• Exercise
Swap "stone statue" for "marble statue" in the part of the records that opens with the line containing "Expected behaviour: for every instance of the stone statue" and runs through the end of the records. Give only that part again, with everything else unchanged.

• Exercise input
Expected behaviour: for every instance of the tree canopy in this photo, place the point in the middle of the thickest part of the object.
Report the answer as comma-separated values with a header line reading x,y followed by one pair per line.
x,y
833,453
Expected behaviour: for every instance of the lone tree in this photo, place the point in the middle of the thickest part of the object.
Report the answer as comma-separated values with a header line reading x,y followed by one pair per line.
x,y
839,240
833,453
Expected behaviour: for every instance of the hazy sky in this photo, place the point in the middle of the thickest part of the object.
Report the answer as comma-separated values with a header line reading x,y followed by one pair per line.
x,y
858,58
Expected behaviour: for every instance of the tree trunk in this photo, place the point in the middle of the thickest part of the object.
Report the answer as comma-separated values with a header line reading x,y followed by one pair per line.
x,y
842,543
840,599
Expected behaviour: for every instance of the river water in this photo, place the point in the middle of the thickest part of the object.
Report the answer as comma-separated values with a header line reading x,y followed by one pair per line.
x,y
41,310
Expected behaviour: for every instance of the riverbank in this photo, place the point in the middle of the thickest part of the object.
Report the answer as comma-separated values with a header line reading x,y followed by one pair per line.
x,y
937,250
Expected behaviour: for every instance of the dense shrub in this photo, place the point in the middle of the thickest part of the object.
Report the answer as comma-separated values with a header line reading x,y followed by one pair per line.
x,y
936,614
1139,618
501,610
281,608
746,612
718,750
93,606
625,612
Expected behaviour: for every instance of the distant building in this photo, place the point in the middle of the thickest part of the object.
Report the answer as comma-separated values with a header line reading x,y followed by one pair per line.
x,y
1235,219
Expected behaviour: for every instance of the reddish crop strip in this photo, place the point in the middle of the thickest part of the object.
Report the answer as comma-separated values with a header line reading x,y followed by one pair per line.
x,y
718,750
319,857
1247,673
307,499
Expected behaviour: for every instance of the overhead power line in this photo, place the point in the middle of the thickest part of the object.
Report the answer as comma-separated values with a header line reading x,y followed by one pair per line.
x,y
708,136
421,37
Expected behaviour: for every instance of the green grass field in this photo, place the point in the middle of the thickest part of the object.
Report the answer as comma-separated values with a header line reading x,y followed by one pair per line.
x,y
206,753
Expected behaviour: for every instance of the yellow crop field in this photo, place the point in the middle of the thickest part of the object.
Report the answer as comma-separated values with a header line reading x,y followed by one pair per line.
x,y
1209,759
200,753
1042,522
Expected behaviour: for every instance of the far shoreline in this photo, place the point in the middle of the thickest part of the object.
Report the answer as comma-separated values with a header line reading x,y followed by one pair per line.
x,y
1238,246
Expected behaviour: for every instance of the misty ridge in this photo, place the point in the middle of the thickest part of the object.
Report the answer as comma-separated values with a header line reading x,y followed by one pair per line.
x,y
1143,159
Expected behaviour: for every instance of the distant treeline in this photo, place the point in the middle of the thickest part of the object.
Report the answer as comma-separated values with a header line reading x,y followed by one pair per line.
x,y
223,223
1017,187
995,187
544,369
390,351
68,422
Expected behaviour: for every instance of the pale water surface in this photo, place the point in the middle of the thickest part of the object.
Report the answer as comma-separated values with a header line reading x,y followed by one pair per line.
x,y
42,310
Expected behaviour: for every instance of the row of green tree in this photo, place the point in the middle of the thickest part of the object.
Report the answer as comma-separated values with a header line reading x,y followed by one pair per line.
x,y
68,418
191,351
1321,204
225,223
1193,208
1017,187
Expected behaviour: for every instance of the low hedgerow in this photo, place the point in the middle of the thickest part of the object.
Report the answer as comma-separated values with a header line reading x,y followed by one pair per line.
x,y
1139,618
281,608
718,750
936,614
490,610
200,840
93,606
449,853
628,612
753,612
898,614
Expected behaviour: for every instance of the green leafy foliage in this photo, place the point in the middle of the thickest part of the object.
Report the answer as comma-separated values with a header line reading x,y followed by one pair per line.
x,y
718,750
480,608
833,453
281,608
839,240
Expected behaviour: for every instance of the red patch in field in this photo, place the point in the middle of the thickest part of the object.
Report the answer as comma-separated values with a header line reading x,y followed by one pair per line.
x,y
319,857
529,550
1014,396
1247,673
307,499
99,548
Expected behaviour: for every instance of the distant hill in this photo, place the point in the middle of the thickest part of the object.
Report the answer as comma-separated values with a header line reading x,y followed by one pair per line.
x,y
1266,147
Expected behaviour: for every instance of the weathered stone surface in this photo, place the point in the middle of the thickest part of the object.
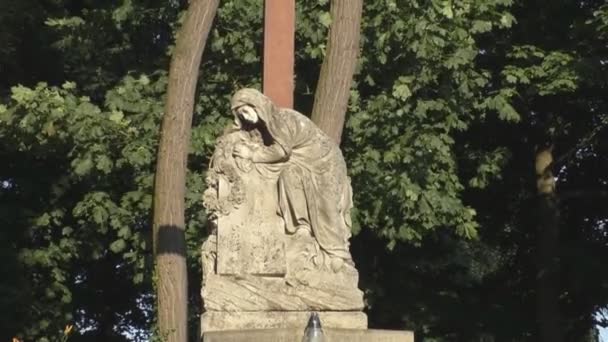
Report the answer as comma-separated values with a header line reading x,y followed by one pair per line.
x,y
250,293
220,321
279,201
295,335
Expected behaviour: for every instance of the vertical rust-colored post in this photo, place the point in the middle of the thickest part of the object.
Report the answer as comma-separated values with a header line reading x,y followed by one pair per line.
x,y
279,37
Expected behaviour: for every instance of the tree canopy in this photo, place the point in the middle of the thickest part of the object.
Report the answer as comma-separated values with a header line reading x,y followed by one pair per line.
x,y
451,102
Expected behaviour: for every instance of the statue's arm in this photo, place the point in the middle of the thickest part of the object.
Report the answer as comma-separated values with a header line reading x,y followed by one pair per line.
x,y
269,154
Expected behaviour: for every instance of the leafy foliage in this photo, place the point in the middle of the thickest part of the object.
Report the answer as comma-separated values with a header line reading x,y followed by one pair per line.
x,y
450,101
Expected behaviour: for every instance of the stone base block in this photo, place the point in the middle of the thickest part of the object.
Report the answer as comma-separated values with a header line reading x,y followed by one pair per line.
x,y
221,320
295,335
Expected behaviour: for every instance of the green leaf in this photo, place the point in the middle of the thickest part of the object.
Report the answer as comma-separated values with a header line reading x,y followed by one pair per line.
x,y
118,246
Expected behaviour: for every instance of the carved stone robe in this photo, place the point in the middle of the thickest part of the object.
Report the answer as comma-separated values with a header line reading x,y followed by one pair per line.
x,y
314,189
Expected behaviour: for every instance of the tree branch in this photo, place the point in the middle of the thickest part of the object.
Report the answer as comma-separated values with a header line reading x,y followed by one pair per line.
x,y
335,79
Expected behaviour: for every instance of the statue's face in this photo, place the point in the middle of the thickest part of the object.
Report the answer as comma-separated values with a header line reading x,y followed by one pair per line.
x,y
248,113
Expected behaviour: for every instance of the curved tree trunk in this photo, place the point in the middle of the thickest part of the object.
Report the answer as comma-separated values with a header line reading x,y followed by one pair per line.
x,y
170,181
335,79
548,286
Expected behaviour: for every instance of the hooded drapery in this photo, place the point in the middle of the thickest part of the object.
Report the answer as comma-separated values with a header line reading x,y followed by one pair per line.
x,y
314,189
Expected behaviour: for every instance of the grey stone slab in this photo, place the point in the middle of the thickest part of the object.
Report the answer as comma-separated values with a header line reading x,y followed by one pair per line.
x,y
295,335
221,320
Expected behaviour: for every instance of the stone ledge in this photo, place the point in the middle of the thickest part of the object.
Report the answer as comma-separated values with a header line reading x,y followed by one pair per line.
x,y
295,335
221,320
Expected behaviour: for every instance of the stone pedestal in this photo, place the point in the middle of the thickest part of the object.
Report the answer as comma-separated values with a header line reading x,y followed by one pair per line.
x,y
296,334
212,321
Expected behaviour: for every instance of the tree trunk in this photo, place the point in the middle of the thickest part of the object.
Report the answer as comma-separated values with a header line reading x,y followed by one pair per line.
x,y
170,181
335,79
548,286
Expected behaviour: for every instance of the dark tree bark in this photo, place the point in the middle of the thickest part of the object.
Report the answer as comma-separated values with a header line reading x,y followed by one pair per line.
x,y
548,285
335,79
170,181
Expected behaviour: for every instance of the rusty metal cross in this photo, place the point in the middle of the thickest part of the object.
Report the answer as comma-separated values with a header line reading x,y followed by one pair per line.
x,y
279,37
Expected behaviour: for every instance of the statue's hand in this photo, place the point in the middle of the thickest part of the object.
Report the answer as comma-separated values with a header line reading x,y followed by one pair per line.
x,y
243,151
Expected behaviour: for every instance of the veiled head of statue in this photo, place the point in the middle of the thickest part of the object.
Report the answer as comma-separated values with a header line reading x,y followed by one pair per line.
x,y
248,99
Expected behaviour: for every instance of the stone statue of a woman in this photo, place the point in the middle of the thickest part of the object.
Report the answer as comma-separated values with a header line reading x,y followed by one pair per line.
x,y
279,201
314,191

• Reply
Expected behaviour: for every instance of the marble statue of a woman in this photo, place the point in the middle of the thickest part of the object.
Report the answer as comma-separated values with a header line reading x,y followed by one pair per line.
x,y
279,201
314,191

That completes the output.